--- begin Supplied material ---

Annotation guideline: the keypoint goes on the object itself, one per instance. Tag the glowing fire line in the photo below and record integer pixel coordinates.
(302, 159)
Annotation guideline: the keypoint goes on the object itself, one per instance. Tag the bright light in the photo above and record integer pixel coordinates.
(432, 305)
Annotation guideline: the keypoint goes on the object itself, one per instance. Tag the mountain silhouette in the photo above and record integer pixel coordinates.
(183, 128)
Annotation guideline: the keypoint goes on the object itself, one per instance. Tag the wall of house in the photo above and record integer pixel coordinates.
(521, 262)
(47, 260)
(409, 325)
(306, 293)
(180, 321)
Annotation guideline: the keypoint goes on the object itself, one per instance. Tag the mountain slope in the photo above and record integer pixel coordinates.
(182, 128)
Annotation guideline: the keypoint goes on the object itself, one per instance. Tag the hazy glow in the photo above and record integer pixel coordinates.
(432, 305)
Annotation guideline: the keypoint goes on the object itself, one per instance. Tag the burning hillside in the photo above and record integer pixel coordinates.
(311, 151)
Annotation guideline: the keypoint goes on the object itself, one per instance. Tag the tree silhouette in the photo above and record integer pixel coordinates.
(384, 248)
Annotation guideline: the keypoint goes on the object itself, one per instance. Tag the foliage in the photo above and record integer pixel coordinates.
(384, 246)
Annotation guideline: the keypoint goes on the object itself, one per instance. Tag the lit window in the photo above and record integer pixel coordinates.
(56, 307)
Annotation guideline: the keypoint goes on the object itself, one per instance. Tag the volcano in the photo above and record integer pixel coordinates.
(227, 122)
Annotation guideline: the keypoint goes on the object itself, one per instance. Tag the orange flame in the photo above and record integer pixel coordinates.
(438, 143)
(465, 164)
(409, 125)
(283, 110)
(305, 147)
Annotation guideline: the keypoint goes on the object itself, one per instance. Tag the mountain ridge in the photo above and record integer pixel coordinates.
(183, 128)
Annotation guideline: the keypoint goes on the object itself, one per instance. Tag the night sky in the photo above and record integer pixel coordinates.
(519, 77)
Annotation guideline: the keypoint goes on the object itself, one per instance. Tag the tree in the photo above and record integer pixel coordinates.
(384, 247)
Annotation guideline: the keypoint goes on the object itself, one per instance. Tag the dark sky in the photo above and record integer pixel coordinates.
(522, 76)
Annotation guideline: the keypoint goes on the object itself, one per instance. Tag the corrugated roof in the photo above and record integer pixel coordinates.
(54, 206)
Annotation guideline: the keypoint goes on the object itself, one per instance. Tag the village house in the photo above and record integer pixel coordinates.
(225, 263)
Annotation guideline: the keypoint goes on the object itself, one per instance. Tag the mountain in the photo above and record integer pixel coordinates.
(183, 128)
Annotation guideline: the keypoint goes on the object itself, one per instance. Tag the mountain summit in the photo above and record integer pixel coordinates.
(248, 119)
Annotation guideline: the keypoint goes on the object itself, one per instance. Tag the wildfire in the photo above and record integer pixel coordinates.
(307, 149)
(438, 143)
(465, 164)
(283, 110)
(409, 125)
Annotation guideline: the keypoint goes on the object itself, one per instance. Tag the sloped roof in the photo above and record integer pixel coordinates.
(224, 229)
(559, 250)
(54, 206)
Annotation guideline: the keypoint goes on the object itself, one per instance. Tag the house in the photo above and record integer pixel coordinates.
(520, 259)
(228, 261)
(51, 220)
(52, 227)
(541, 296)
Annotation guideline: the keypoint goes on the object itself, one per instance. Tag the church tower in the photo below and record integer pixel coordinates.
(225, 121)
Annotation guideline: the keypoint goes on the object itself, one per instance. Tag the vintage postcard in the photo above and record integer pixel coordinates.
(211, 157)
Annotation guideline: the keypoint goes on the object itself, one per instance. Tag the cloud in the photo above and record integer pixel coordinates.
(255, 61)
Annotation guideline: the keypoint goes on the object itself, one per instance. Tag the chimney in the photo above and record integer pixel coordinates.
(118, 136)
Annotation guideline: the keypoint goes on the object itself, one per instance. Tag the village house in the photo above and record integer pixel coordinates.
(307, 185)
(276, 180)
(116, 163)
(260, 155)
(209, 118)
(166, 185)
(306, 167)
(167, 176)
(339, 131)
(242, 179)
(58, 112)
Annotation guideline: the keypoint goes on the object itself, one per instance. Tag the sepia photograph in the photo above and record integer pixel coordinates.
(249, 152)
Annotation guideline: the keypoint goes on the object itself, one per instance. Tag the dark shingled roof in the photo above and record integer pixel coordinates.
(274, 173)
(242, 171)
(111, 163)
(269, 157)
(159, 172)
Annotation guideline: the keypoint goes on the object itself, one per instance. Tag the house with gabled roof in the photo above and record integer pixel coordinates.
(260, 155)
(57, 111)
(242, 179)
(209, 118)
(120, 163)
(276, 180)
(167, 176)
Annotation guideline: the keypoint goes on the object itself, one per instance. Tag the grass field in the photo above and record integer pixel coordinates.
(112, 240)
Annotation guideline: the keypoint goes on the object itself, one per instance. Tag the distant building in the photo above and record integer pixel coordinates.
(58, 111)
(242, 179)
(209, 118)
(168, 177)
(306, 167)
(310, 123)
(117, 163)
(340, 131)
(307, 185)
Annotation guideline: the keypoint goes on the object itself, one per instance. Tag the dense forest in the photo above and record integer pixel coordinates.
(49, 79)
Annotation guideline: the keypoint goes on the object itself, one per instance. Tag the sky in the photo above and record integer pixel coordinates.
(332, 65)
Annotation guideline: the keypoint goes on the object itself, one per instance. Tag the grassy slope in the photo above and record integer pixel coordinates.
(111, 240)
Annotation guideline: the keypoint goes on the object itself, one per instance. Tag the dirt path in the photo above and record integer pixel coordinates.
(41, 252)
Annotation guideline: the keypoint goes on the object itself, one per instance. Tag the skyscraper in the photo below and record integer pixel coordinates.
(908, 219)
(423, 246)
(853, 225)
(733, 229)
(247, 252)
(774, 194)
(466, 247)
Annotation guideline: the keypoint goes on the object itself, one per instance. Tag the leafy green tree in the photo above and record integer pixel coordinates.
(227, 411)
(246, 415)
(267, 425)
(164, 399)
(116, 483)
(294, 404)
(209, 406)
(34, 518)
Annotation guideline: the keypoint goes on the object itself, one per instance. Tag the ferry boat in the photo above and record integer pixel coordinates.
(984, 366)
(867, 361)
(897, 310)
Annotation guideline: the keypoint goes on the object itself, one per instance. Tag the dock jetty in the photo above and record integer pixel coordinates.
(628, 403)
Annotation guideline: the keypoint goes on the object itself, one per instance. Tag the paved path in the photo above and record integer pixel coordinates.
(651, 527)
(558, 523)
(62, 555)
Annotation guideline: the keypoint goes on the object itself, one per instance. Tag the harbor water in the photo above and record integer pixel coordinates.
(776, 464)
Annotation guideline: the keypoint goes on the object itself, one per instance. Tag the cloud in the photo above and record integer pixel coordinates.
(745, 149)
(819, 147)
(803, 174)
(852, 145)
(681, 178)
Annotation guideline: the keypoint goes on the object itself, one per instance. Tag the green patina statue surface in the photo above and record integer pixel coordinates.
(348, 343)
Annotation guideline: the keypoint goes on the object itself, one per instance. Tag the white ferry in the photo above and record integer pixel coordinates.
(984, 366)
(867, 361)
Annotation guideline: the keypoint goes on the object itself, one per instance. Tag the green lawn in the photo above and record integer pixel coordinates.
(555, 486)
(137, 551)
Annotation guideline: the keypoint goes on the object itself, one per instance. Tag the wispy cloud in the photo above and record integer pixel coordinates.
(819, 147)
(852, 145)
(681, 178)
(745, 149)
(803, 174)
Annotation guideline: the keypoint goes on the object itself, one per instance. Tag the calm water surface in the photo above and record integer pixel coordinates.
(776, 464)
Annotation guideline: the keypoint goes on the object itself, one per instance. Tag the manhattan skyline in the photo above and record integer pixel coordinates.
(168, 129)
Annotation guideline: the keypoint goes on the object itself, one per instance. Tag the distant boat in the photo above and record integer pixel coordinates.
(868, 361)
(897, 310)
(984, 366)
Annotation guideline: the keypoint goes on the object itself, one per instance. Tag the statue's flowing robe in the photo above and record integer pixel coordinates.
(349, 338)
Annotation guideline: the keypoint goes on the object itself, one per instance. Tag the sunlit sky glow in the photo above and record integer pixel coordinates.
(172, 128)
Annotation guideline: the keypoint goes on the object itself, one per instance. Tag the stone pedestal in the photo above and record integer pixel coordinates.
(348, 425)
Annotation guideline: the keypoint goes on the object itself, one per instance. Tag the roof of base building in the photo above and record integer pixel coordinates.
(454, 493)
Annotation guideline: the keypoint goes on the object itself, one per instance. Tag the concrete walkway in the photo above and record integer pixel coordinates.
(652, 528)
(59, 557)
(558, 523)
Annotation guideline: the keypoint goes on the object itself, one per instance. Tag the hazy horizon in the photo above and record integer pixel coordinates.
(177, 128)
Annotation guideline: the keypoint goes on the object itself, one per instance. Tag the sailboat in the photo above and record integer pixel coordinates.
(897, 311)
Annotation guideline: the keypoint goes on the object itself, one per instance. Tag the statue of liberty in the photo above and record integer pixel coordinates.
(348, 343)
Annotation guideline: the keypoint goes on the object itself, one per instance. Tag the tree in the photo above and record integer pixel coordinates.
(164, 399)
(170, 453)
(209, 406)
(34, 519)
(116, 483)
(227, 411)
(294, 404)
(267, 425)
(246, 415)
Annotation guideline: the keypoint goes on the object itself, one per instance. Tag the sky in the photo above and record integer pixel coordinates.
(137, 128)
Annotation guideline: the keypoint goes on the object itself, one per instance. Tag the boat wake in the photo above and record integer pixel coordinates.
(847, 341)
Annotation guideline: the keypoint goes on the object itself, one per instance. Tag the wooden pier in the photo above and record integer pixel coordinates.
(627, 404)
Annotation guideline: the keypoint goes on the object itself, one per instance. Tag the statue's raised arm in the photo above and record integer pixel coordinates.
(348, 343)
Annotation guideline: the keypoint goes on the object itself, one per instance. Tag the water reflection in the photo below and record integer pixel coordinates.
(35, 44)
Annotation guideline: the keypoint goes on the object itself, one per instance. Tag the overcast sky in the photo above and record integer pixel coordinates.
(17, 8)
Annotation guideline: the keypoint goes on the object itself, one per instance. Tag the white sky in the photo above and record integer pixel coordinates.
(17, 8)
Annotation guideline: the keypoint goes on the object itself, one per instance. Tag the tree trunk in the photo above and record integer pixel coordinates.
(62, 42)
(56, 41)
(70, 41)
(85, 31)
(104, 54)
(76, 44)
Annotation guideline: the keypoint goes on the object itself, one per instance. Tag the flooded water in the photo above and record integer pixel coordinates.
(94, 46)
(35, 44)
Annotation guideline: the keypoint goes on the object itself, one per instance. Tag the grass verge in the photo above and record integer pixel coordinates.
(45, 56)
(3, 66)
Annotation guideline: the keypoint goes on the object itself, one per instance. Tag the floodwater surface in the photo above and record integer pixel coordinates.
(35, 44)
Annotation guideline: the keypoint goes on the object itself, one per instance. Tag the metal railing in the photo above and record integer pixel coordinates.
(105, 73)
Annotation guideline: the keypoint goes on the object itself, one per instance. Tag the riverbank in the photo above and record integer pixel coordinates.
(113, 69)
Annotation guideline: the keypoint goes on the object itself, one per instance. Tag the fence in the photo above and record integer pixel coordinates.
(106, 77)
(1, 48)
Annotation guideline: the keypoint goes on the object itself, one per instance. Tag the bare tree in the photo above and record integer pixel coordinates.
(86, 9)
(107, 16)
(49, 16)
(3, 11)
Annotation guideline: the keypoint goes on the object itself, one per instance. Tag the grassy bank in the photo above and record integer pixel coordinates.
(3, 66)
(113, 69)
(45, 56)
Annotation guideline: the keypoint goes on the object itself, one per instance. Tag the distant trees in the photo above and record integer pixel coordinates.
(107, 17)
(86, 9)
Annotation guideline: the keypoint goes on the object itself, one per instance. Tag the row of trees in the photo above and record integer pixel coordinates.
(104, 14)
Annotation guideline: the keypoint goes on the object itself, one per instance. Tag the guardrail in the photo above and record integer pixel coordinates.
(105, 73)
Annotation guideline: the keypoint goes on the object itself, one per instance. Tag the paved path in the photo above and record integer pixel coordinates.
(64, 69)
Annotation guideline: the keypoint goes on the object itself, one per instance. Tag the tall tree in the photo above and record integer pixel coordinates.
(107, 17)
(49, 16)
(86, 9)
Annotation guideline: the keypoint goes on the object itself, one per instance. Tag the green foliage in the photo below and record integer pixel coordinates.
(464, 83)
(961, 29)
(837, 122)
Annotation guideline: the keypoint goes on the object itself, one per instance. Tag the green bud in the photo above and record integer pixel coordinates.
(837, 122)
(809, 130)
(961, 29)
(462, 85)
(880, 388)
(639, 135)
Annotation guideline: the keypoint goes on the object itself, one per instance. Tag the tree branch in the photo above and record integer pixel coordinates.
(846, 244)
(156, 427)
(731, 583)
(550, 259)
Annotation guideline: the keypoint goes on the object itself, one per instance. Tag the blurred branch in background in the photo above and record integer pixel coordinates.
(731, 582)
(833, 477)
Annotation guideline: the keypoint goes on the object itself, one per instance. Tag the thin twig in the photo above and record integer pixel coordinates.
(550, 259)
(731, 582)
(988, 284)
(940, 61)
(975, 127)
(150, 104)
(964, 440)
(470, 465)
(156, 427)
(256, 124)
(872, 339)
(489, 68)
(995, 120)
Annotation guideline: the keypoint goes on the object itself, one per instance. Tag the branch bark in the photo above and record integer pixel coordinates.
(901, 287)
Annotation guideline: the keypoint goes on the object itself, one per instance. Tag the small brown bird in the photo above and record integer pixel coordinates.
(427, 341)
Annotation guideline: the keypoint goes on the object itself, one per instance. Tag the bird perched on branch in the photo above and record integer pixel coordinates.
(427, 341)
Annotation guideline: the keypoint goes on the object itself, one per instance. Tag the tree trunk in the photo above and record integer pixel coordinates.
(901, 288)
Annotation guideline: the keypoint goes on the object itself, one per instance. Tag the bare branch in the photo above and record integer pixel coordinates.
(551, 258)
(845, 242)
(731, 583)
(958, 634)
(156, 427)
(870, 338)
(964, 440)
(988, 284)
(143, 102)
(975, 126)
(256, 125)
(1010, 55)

--- end Supplied material ---

▶ [Your goal]: Everything from the line that contains "the green foliage" through the end of the records must be duplicated exactly, and nothing outside that range.

▶ [Reply to the exercise]:
Annotation guideline: the keypoint goes on the object itself, one per instance. Tag the green foliage in the photo below and record integer pixel coordinates.
(464, 83)
(961, 29)
(837, 122)
Annotation guideline: the keypoint goes on the object itself, one per instance. Tag the green bud in the photo above and record integer pixel coordinates.
(837, 122)
(809, 130)
(961, 29)
(462, 85)
(880, 388)
(639, 135)
Annotation guideline: the keypoint goes on the object itself, one per instance. Tag the tree branch in the photo above and record integer pixel coordinates.
(846, 244)
(156, 427)
(731, 583)
(550, 259)
Annotation guideline: the keypoint goes on the object itself, one per instance. Tag the blurred branch in background in the photo above and record integer pixel coordinates.
(731, 582)
(833, 477)
Annotation guideline: the keypoint goes on the object itself, one per instance. Tag the thin twig in the photo above and record integer pixel coordinates.
(550, 259)
(731, 582)
(988, 284)
(940, 61)
(975, 127)
(150, 104)
(964, 440)
(470, 465)
(156, 427)
(256, 124)
(872, 339)
(489, 68)
(995, 120)
Annotation guideline: the keypoint goes on the object itself, one per instance. Tag the branch bark in the photo above and record integer pixel coordinates.
(901, 287)
Annotation guideline: the keypoint goes on the object itself, one per instance. Tag the small brown bird in the photo above and record integer pixel coordinates.
(427, 341)
Annotation guideline: the keypoint goes on the object itself, one per instance. Tag the bird perched on branch in the photo above and record integer pixel coordinates.
(427, 341)
Annotation guideline: the keypoint goes on the object itself, one per instance. Tag the tree trunk in the photo above and record integer pixel coordinates.
(901, 288)
Annotation guideline: the keypoint goes on the object itself, one per instance. Tag the bare branch in the photo above and record integer pixel coordinates.
(551, 258)
(845, 242)
(731, 583)
(958, 634)
(156, 427)
(870, 338)
(964, 440)
(988, 284)
(143, 102)
(975, 126)
(256, 125)
(1010, 55)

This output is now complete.